[[ Supplied data, beginning ]]

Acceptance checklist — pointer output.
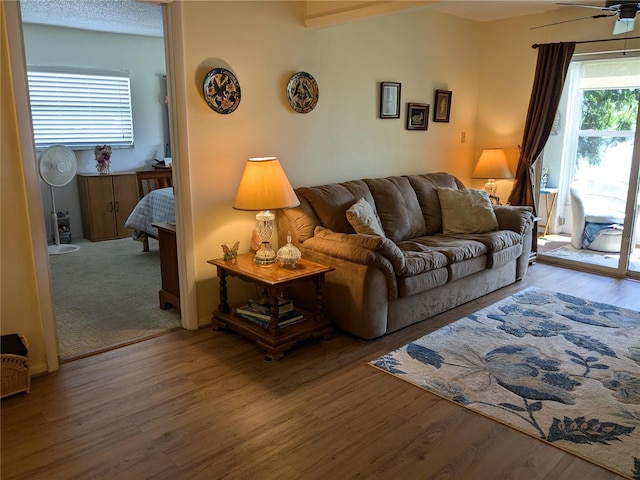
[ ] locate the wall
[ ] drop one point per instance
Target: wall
(143, 57)
(264, 43)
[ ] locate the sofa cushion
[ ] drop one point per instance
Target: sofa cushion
(453, 248)
(330, 202)
(397, 207)
(466, 211)
(425, 187)
(422, 282)
(496, 240)
(302, 218)
(420, 258)
(363, 219)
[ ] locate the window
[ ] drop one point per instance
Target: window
(80, 108)
(609, 96)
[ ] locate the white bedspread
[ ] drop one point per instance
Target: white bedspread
(156, 206)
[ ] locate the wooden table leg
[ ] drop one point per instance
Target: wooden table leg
(223, 306)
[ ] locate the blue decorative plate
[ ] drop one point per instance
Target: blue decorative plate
(302, 92)
(222, 90)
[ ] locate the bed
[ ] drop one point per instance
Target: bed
(156, 204)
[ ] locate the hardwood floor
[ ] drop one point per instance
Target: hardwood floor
(204, 405)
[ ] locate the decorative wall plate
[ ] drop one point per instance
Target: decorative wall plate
(302, 92)
(221, 90)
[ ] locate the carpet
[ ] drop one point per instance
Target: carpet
(569, 252)
(557, 367)
(106, 294)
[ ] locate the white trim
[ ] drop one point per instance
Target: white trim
(176, 87)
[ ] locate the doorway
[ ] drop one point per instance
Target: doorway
(588, 175)
(90, 49)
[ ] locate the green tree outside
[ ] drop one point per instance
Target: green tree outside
(606, 110)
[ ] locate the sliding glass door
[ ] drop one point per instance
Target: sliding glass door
(588, 175)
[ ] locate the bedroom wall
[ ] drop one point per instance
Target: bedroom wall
(144, 58)
(264, 43)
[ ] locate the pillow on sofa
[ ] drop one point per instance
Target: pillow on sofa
(363, 219)
(466, 211)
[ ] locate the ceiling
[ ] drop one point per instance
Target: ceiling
(115, 16)
(132, 17)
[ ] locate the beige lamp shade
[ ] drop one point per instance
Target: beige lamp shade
(264, 186)
(492, 164)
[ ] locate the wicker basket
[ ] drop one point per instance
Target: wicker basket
(14, 370)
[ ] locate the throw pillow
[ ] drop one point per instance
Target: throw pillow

[[ Supplied data, end ]]

## Assignment
When a line in the records holds the string "throw", copy that line.

## Result of the exercise
[ ] locate the throw pillow
Target: throw pillow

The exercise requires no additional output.